Text block:
It doesn’t seem so. The truth in cases like these is often troublingly unknowable, coming down to the age-old “he said, she said” conundrum, at which point these debates dissolve into a battle of political priors and tribal affiliations. This time, for once, however, the answer to the question of what really happened can be determined with near certainty, for it lies within the internal details of the police report itself. The investigators did not have to guess on this one, because every unfortunate detail — even Jane Doe’s delayed rape allegation itself — adds up: If the report is accurate, then Hegseth is almost certainly innocent in this case, at least of the crime of sexual assault.
I recommend the entire police file to you, with the understanding that it is formatted in a series of evolving reports, and the full picture doesn’t become clear until the final one (“Supplement 02” of the redacted incident report, dated October 18) fleshes out the story with information taken from interviews with all involved. According to the woman who was with Jane Doe, Jane Doe thrust herself between that woman and Hegseth as (in the woman’s words) a “crotch blocker” to prevent Hegseth from hitting on the woman — he had already invited her up to his hotel and been turned down — and diverting his attention to Jane Doe instead. Jane Doe was also a high-profile member of the community, an “advocate” whom “most of the members wanted to talk to.”
These are the raw facts of the allegations, at least as put forward in the police report — and the primary reason I have taken my time in summarizing them carefully is precisely because you are unlikely to encounter a clear summary of what is known to have happened, versus what is alleged, anywhere else. According to the letter from the city attorney’s office, the facts are further bolstered by “another agency’s Police Report, Kaiser Permanente Report, an audio recording, surveillance footage, a photograph, and memoranda of analysis from the Monterey County District Attorney’s Office,” all of which remain confidential and exempt from a public-records request.

Input for this task:
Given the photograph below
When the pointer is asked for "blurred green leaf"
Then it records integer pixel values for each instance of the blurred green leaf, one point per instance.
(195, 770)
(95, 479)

Things to do:
[a] Copy out the records above, line for line, with no changes.
[b] Write what comes next in the passage on the Hegseth police report, picking up right after its final sentence.

Results in order:
[a]
Given the photograph below
When the pointer is asked for "blurred green leaf"
Then it records integer pixel values for each instance of the blurred green leaf, one point per instance.
(195, 770)
(95, 479)

[b]
On its face, one might argue that the woman’s charge — that what took place in Hegseth’s hotel room was a nonconsensual encounter — remains at least barely plausible, in the sense that we presumably can never know for sure what took place behind closed doors. But the facts also admit of a vastly more obvious situation: This woman, it appears, had a wild affair with a television star behind the back of her own husband, who was waiting up for her in their own hotel room, and then felt horribly guilty about it afterward.
And there is one ugly detail in the police report that helps to confirm it, one you might have missed but that the police did not, and which explains why everyone walked away from Jane Doe’s deeply unfortunate face-saving and likely false allegation. The police noticed that Hegseth’s account of events was independently corroborated by Jane Doe’s husband, who obviously never could have known he was being cheated on. Remember, Hegseth told the police a key detail: that after their sexual encounter concluded, Jane Doe was already expressing feelings of guilt, so they rehearsed a story for her to tell her husband: “JANE DOE stated she would tell her husband that she [had] fallen asleep on a couch in someone else’s room.”
That’s Hegseth’s version of events. Meanwhile, in an earlier interview with Jane Doe’s husband, he himself independently took note of what Jane Doe offered him as an excuse for her lateness: “Must have fallen asleep.” In other words, she stuck to the script she and Hegseth had agreed on. (Jane Doe’s husband also noted to investigators that she did not seem at all intoxicated.)
That pretty conclusively clears Pete Hegseth of the charge of rape. What it does not clear Pete Hegseth of, however, is the charge of moral decrepitude. Hegseth — already out of his depth as a Pentagon outsider unfamiliar with the byzantine folkways of the Department of Defense — would be well advised to, shall we say, consider his position regardless of the fact that he should be defended on this particular charge. This is a man who gleefully beds the wife of a stranger who sleeps a few rooms away, and then conspires with the woman to lie about the affair. While the United States Senate should not wrongfully impugn Hegseth for a crime he almost certainly didn’t commit, the senators are well within their rights to ask whether a man with a sexually reckless streak to put David Petraeus to shame is the right choice to lead the Department of Defense.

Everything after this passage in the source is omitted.